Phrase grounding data
Content starts

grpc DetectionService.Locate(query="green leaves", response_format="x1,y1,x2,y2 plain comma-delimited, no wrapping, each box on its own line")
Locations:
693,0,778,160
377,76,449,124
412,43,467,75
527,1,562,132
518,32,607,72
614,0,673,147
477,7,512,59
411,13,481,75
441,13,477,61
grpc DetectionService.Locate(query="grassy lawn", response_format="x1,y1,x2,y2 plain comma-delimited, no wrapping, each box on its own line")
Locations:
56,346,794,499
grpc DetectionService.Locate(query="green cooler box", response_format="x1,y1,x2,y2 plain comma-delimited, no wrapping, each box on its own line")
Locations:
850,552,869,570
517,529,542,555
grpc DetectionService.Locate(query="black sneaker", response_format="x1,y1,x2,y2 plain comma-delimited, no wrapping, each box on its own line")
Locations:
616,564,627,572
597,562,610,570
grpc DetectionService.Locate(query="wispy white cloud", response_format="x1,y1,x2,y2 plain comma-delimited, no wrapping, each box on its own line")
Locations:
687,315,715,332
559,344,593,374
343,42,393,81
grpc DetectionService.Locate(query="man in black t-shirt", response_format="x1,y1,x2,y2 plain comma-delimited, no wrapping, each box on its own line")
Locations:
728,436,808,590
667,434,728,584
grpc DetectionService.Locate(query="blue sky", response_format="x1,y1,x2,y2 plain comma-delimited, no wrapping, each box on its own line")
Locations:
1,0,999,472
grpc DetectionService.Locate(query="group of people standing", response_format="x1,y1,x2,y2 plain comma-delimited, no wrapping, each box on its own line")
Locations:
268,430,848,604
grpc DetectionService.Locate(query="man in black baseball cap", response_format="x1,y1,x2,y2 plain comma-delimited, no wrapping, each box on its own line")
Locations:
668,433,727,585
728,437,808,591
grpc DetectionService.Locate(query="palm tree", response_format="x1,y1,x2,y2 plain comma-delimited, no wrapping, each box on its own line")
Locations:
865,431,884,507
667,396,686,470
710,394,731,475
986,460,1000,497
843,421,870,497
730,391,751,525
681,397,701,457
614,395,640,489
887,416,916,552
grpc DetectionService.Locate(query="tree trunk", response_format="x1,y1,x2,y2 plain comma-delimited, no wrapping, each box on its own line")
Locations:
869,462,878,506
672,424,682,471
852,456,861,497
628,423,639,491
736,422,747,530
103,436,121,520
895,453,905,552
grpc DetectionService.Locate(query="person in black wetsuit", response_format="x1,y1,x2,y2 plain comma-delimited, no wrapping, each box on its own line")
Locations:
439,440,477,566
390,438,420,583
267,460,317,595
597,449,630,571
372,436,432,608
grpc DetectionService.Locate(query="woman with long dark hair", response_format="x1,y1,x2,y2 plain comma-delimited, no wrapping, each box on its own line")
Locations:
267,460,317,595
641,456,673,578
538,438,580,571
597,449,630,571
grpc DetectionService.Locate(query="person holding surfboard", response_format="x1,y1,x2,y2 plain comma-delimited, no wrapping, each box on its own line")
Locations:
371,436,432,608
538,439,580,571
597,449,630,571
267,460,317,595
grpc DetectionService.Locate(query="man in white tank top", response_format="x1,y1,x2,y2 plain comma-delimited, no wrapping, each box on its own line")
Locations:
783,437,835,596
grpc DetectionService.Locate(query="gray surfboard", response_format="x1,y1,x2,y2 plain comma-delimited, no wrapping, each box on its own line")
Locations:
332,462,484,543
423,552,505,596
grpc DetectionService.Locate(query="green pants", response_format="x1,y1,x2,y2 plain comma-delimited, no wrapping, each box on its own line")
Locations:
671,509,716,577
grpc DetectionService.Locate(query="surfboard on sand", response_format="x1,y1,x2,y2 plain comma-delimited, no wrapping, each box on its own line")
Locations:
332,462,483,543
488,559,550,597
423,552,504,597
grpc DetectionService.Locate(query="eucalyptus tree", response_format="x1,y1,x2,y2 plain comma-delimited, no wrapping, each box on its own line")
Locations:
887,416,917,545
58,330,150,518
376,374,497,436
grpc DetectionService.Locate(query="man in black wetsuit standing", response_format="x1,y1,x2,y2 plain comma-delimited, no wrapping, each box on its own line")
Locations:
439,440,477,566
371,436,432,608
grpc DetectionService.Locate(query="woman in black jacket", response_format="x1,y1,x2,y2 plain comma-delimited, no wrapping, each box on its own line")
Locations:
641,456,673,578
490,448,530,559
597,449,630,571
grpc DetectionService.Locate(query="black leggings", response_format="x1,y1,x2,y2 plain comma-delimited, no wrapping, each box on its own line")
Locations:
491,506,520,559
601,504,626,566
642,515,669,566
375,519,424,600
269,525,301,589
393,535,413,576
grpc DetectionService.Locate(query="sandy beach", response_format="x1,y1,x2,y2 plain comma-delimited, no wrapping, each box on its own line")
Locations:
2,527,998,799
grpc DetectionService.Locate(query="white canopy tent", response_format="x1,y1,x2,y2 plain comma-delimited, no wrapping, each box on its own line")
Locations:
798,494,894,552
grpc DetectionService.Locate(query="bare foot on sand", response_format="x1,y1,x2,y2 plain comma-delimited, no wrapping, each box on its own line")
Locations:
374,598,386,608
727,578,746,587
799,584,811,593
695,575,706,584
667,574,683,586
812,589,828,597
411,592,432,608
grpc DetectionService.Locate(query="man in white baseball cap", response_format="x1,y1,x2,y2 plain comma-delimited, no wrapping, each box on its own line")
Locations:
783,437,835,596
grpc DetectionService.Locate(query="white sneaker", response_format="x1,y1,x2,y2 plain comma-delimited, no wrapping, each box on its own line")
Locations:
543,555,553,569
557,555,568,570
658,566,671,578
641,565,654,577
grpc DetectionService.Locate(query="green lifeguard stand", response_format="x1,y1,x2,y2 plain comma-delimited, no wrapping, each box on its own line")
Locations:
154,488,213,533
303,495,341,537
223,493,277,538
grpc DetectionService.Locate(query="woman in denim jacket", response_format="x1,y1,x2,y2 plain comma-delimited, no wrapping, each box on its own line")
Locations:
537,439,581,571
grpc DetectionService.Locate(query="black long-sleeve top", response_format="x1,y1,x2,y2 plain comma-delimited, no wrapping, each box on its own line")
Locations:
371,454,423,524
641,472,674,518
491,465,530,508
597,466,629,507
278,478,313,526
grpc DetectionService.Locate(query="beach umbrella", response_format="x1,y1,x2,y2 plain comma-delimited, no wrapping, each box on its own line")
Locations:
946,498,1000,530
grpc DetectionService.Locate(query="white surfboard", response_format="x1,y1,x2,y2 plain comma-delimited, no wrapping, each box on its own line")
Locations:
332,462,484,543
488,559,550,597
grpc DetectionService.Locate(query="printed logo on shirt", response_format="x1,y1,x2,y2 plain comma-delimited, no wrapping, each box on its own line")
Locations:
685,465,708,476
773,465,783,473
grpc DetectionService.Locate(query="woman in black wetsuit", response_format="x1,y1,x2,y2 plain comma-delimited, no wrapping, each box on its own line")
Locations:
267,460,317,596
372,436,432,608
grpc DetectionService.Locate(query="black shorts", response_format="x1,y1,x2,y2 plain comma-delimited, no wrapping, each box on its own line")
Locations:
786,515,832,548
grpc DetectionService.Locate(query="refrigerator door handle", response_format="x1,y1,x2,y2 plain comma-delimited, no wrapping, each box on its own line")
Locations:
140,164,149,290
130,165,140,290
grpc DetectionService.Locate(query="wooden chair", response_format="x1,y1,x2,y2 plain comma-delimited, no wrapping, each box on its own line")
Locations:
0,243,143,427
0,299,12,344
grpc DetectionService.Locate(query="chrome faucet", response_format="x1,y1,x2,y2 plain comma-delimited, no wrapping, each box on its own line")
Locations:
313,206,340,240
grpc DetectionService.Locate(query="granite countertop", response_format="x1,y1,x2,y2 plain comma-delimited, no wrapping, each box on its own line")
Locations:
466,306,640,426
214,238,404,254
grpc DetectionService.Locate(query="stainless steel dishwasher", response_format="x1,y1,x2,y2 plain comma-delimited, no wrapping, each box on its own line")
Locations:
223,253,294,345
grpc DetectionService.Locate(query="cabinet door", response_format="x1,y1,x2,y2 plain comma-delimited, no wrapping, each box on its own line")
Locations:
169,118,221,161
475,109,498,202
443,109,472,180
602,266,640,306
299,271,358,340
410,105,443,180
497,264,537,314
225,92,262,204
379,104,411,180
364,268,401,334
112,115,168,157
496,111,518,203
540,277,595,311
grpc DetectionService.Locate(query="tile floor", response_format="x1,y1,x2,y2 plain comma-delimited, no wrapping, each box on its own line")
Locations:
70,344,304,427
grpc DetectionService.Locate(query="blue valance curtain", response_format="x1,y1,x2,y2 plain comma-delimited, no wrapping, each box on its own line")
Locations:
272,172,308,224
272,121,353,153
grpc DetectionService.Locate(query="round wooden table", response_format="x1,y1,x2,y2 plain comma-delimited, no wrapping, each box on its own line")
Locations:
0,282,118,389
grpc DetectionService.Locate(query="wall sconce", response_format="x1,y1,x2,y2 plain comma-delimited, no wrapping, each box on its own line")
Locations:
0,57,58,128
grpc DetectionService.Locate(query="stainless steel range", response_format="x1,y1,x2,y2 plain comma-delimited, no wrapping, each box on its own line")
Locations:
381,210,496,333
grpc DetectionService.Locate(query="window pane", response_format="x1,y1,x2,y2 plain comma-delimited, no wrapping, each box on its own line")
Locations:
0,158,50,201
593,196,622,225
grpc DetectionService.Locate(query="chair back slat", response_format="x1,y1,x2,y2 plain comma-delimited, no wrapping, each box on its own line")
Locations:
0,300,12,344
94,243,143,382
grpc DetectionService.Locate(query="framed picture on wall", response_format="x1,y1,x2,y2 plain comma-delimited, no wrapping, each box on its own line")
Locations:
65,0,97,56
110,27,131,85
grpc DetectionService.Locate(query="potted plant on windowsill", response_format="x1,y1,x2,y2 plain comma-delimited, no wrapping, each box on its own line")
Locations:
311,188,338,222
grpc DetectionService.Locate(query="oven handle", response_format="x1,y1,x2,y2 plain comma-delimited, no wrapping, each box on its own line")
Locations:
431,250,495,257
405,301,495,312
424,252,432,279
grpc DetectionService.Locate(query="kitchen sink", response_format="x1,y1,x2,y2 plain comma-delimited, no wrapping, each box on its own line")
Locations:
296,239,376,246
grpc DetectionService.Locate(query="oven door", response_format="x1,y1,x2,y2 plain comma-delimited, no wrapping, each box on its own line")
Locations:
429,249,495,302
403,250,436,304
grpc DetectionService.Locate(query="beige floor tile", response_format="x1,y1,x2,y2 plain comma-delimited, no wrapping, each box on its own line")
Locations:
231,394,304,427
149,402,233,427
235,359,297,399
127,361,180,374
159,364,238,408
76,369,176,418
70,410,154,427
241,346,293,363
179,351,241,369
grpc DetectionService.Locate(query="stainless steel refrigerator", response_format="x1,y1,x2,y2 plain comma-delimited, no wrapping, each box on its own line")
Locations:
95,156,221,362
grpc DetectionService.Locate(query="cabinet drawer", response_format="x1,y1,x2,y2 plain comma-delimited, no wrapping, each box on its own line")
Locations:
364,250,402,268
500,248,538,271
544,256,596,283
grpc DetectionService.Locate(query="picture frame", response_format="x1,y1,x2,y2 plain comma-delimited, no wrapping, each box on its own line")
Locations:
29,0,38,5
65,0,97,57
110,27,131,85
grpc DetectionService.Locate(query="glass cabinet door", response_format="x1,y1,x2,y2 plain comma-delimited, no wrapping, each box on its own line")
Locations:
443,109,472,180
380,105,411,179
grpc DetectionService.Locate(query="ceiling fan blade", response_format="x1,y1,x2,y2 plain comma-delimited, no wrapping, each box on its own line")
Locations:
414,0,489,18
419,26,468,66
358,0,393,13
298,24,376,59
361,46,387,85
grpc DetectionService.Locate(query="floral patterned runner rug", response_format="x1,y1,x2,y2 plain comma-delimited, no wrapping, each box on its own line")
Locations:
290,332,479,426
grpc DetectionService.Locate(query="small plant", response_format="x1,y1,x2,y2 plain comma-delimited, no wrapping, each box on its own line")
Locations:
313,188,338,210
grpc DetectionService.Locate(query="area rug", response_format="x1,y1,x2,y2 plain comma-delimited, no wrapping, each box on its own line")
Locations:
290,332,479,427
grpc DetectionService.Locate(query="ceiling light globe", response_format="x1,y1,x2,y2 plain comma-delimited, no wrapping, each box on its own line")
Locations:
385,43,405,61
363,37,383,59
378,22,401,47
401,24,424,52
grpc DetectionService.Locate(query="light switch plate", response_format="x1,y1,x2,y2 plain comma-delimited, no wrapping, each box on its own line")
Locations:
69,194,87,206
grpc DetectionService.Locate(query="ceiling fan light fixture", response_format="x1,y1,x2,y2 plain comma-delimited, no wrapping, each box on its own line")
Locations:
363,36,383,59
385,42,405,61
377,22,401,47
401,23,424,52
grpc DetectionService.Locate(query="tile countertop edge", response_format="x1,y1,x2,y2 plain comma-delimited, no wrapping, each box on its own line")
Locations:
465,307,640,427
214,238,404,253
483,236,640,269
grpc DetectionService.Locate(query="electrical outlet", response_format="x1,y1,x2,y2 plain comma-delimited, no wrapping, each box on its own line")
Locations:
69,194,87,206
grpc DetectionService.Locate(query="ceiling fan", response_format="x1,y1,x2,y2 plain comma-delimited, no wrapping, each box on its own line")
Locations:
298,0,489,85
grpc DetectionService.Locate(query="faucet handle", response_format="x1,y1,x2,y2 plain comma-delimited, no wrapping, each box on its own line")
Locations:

Content ends

◆ WORK ITEM: Only the lines above that hold "refrigerator" are wanted. Show every one of them.

◆ ANSWER AREA:
grpc DetectionService.Locate(query="refrigerator door handle", response_format="x1,y1,x2,y2 plain comma-delimited, no wrapping, each box on its own line")
grpc DetectionService.Locate(query="stainless steel refrigerator", response_format="x1,y1,x2,y2 plain comma-delimited, no wrapping, each box on its own line")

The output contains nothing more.